Yazılı Soru 1:
Okuma metnine göre yazara çok şey kazandıran Ephrat albümünün adı nedir?

Albüme gösterdiğim ilk tepki "adamlar cayır cayır çalmışlar" oldu. Daha sonra "ya bunlar baya iyi çalmışlar" şeklinde bu devam etti. Parçaların derinliğine indikçe daha da anlamlı şeyler açığa çıkmaya başladı. Daha sonra derinliğinde kayboldum adeta. Enstrüman hakimiyeti ve soundu anında kulağa çarpıyor zaten. Bunun sound tarafında elbette Steven imzası var. Fakat Enstrüman hakimiyeti ve grubun uyumu, yukarıda saydığım isimlerin katkıları olmaksızın da büyük bir potansiyelin olduğunu açığa çıkartıyor. Besteler yeni kurulmuş bir prograssive grubuna göre çok komplike ve çok iyi işlenmiş. Bunu nasıl başarmışlar bilemiyorum fakat kesin olarak bildiğim bir şey varsa daha sonraki albümlerinin de bir şaheser olacağıdır.


Albümün parçaları arasındaki dağınık hava ilk başlarda bütünlük arayışındaki zihinlerde anlamsız bir izlenim bıraksa da zamanla albümün en şahane niteliklerinden birisi olduğu anlaşılıyor. Ben oldum olası, basmakalıp parçalardan bezeli bir albümden ziyade, farklı konseptlere yelken açmış albümleri yeğlemişimdir. Bu açıdan Ephrat’ın No One’s Words albümü çok şey kazandırdı bana.
Tek tek parçaları övmeyeceğim. Zira bunu benden önce yapmış olan birisinin yazısına denk geldim onu paylaşmakla yetineceğim*. Fakat albümde beni benden alan bir parçaya da değinmeden geçemeyeceğim;

Ephrat - Real

(Hoş gerçi bu parça aylardır blogun üst tarafında duruyordu ki şu an da duruyor)

Bence progressive müzikte çığır aşmış bir parçadır real. Evet bahsettiğim grup pek bilinmiyor olabilir, evet çok kişi tarafından bu parça da bilinmiyor olabilir ve bu parçanın komuoyunca bir değerlendirmesi yapılmamış olabilir bu açıdan. Ben değerlendiriyorum arkadaş. Dinlediğim tüm prograssive parçalarından ayrı bir yere, ayrı bir mertebeye koydum kendisini. O kadar çok dinledim ki eskimesinden korktuğum halde dayanamayıp dinledim her gün. Fakat o eskimeyerek beni her geçen gün şaşırtmayı başardı. Her seferinde içinde başka bir şeyler buldum, başka sesler duydum. Her seferinde masalın içine çekti beni bir şekilde. Her türlü ruh halime bir şekilde uydurabildim.


Tommer Z’nin davul performansının da doruk noktasıdır parça, bunu da ayrıca belirtmek istedim. (parçaların davullarını özellikle ayrı değerlendiririm)


Hakkında çok şey yazılabilecek bir albüm. Dinlenmesi tavsiye olunur.

*bahsettiğim blogda albümü şahane tanıtmışlar çok şaşırdım. Özellikle tanıtımı yapan kişinin de Real parçasını şaheser olarak değerlendirmesi ayrıca mutluluk verdi bana, yalnız olmadığımı hissettirdi. Zira internette okuduğum yorumlar daha çok Better Than Anything ve Daniel'in yaptığı The Sum Of Damage Done parçaları üzerinde odaklanmış.

Yazılı Soru 2:
"Detect the glass window in the picture above." satırından başlayıp kayıtların sonunda biten kısmı, "glass window" ifadesini "window pane" ile değiştirerek yeniden yazın. Geri kalan her şeyi olduğu gibi bırakın.

Veri kayıtları
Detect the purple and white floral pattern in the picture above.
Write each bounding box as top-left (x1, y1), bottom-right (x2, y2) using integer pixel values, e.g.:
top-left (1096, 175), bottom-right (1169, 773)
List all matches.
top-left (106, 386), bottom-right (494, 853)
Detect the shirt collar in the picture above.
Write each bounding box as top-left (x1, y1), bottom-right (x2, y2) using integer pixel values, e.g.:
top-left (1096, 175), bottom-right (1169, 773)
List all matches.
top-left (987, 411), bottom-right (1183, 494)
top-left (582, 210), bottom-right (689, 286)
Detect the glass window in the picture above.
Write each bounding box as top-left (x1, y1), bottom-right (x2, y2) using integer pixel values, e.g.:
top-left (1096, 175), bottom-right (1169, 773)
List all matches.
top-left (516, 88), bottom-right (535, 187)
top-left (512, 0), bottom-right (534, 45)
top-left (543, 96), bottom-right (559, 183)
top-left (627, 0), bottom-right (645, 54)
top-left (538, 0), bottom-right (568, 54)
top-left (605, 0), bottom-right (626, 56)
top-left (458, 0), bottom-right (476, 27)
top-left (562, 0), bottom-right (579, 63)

Alıştırma Yanıtı 1:
No One’s Words

Alıştırma Yanıtı 2:
Detect the window pane in the picture above.
Write each bounding box as top-left (x1, y1), bottom-right (x2, y2) using integer pixel values, e.g.:
top-left (1096, 175), bottom-right (1169, 773)
List all matches.
top-left (516, 88), bottom-right (535, 187)
top-left (512, 0), bottom-right (534, 45)
top-left (543, 96), bottom-right (559, 183)
top-left (627, 0), bottom-right (645, 54)
top-left (538, 0), bottom-right (568, 54)
top-left (605, 0), bottom-right (626, 56)
top-left (458, 0), bottom-right (476, 27)
top-left (562, 0), bottom-right (579, 63)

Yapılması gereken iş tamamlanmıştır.